Brief: Copy every line of the material below word for word.
↓↓↓
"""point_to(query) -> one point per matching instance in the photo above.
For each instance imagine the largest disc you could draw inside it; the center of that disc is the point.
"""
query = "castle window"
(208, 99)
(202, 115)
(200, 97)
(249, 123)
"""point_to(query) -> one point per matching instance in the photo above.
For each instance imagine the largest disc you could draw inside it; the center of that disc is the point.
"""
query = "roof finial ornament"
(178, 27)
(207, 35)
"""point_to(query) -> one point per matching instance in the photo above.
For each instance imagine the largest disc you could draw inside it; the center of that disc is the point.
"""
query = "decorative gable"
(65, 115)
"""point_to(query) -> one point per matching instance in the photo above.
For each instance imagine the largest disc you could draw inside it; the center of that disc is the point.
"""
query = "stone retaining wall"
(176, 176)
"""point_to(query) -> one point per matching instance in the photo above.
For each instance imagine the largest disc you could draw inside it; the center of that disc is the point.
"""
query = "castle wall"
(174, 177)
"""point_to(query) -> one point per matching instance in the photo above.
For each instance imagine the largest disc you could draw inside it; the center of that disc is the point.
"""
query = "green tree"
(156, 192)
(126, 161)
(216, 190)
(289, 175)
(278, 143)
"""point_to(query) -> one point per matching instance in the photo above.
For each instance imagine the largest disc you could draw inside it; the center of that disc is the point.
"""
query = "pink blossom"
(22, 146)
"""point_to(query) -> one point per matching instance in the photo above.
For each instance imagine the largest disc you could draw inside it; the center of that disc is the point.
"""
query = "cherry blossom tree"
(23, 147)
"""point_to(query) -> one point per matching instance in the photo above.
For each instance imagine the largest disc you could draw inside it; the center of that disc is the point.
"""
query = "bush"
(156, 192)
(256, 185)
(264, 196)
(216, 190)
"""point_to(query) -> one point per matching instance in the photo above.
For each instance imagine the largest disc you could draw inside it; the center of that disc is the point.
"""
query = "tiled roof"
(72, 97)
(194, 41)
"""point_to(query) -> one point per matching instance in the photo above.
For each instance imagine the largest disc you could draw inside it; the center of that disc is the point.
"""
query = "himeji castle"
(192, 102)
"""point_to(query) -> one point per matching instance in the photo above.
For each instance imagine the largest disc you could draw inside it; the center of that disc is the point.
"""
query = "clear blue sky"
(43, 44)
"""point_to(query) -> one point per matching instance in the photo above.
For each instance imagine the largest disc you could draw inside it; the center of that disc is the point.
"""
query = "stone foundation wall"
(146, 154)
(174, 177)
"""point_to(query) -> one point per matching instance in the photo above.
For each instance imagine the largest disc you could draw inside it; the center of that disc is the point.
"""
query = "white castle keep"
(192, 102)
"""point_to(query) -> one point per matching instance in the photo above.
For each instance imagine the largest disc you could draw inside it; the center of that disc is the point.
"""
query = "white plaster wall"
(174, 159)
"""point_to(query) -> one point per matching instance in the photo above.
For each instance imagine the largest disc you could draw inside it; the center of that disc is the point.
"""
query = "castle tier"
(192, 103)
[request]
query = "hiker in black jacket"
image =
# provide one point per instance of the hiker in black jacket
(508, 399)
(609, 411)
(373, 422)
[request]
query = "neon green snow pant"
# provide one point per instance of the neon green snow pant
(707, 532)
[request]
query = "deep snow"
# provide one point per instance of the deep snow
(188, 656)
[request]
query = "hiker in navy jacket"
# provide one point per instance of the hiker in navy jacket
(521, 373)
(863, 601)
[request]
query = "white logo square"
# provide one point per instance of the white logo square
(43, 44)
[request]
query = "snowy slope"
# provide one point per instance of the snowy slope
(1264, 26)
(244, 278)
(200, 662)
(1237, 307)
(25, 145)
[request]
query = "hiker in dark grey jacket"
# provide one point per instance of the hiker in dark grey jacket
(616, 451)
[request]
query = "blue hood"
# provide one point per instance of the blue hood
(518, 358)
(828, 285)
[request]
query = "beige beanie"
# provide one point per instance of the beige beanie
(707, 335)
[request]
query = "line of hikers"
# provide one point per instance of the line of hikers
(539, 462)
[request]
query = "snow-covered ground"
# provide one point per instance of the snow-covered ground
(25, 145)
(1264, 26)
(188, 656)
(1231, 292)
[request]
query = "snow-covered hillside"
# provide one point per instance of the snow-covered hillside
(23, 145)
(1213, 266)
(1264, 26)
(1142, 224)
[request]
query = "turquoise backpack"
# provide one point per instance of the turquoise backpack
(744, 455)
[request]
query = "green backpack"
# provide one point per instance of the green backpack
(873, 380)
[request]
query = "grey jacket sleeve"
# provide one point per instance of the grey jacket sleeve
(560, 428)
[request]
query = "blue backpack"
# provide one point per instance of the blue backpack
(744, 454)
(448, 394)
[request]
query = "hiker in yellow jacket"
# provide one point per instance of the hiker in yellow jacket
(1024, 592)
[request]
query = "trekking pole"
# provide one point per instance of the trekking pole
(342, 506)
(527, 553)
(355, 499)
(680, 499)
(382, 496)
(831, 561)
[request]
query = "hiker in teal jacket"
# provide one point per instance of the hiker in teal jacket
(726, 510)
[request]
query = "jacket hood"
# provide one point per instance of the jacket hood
↑↑↑
Answer for the task:
"""point_to(query) -> one point per matching instance in the photo above.
For each instance imagine the largest disc you could draw inside it; the center of that disc is the point.
"""
query = "castle window"
(208, 99)
(202, 115)
(200, 97)
(249, 123)
"""point_to(query) -> one point per matching instance in the photo above.
For each instance imagine the largest disc you could draw inside it; the center of that disc is the point.
"""
query = "roof finial ornament"
(178, 27)
(207, 35)
"""point_to(query) -> one point per matching instance in the photo above.
For each instance imagine the largest disc you could draw inside it; the center of that disc is the point.
"""
query = "decorative gable"
(65, 115)
"""point_to(query) -> one point per matching instance in the photo above.
For each instance imagine the largest disc you could draw inside it; the center of that disc is the point.
"""
query = "stone retaining wall"
(176, 176)
"""point_to(query) -> one point per matching instance in the photo above.
For each instance imagine the largest disc you could draw inside it; the center of that disc is the point.
"""
query = "castle wall"
(174, 177)
"""point_to(query) -> one point per matching instance in the photo above.
For each instance imagine the largest disc you could draw inside it; the center of that disc is the point.
"""
query = "green tree"
(156, 192)
(126, 161)
(216, 190)
(289, 175)
(278, 143)
"""point_to(query) -> one point per matching instance in the photo above.
For each instance imagine the largest disc you could draw inside it; the center of that disc is the point.
"""
query = "pink blossom"
(22, 146)
"""point_to(query) -> one point per matching instance in the photo above.
For each instance imagine the largest disc you could draw inside it; the center of that disc is the point.
"""
query = "cherry blossom tree"
(23, 147)
"""point_to(query) -> one point per matching instance in the photo above.
For each instance imagine the largest disc you could draw inside it; the center of that disc is the point.
"""
query = "bush"
(156, 192)
(256, 185)
(264, 196)
(216, 190)
"""point_to(query) -> one point per matching instance in the photo above.
For each instance imagine the largest disc you could draw inside it; the center of that disc is the point.
"""
query = "tiled roof"
(72, 97)
(194, 41)
"""point_to(query) -> one point per matching instance in the photo above.
For each instance imagine the largest disc you could draw inside it; the center of that disc is the point.
"""
query = "himeji castle"
(192, 102)
"""point_to(query) -> one point per matching instance in the photo above.
For each instance imagine the largest disc you could draw inside it; the center of that disc is the point.
"""
query = "clear blue sky"
(43, 44)
"""point_to(query) -> one point per matching instance in the photo above.
For each instance imagine the largest disc you could draw inside it; the center of that disc is the point.
"""
query = "stone foundation wall"
(146, 154)
(174, 177)
"""point_to(query) -> one point per matching instance in the photo above.
For each instance imagine the largest disc you could draw inside it; the center of that disc is the point.
"""
query = "white castle keep"
(192, 102)
"""point_to(query) -> one point per matching instance in the photo above.
For each instance imagine the largest disc you could draw inside it; the center of that disc is the point.
"""
query = "white plaster wall"
(174, 159)
"""point_to(query) -> one point per matching instance in the photo above.
For each instance imagine the largest disc you could draw inside it; the center of that disc is the point.
"""
query = "castle tier"
(192, 103)
[request]
query = "hiker in black jacket"
image =
# provide one point per instance of the hiker in black jacket
(508, 399)
(609, 411)
(373, 422)
[request]
query = "neon green snow pant"
# provide one point per instance of the neon green snow pant
(707, 532)
[request]
query = "deep snow"
# provide one point per instance of the deep snow
(188, 656)
[request]
query = "hiker in navy jacket"
# provide one point per instance of the hiker in navy jacket
(521, 373)
(863, 601)
[request]
query = "white logo square"
# provide one point per instance of the white logo square
(43, 44)
[request]
query = "snowy slope"
# provide one point per instance of the snowy slope
(1264, 26)
(244, 278)
(200, 662)
(1237, 307)
(25, 145)
[request]
query = "hiker in dark grey jacket"
# provide one point per instance of the hiker in dark grey jacket
(616, 451)
[request]
query = "blue hood"
# provide one point per instance of the blue hood
(518, 358)
(828, 285)
[request]
query = "beige beanie"
# provide one point per instance of the beige beanie
(707, 335)
[request]
query = "line of hikers"
# provide one point per instance of the line of hikers
(539, 462)
[request]
query = "snow-covered ground"
# provide one point per instance of the snow-covered ground
(25, 145)
(1264, 26)
(188, 656)
(1231, 292)
[request]
query = "snow-covered hillside"
# provide one point per instance of the snow-covered hillside
(23, 145)
(1213, 266)
(1264, 26)
(1142, 224)
[request]
query = "turquoise backpack"
# provide one point per instance of the turquoise backpack
(744, 455)
[request]
query = "green backpack"
# provide one point per instance of the green backpack
(873, 380)
[request]
query = "grey jacket sleeve"
# provide one point per instance of the grey jacket sleeve
(560, 428)
[request]
query = "blue backpack"
# provide one point per instance of the blue backpack
(744, 454)
(448, 394)
[request]
query = "hiker in yellow jacket"
# provide one point per instance of the hiker in yellow jacket
(1024, 592)
[request]
query = "trekking pole"
# provide one point per instance of the trekking pole
(342, 506)
(527, 553)
(355, 499)
(680, 499)
(382, 496)
(831, 561)
[request]
query = "hiker in teal jacket"
# provide one point per instance of the hiker in teal jacket
(726, 510)
[request]
query = "jacket hood"
# provide one point per instance of the jacket hood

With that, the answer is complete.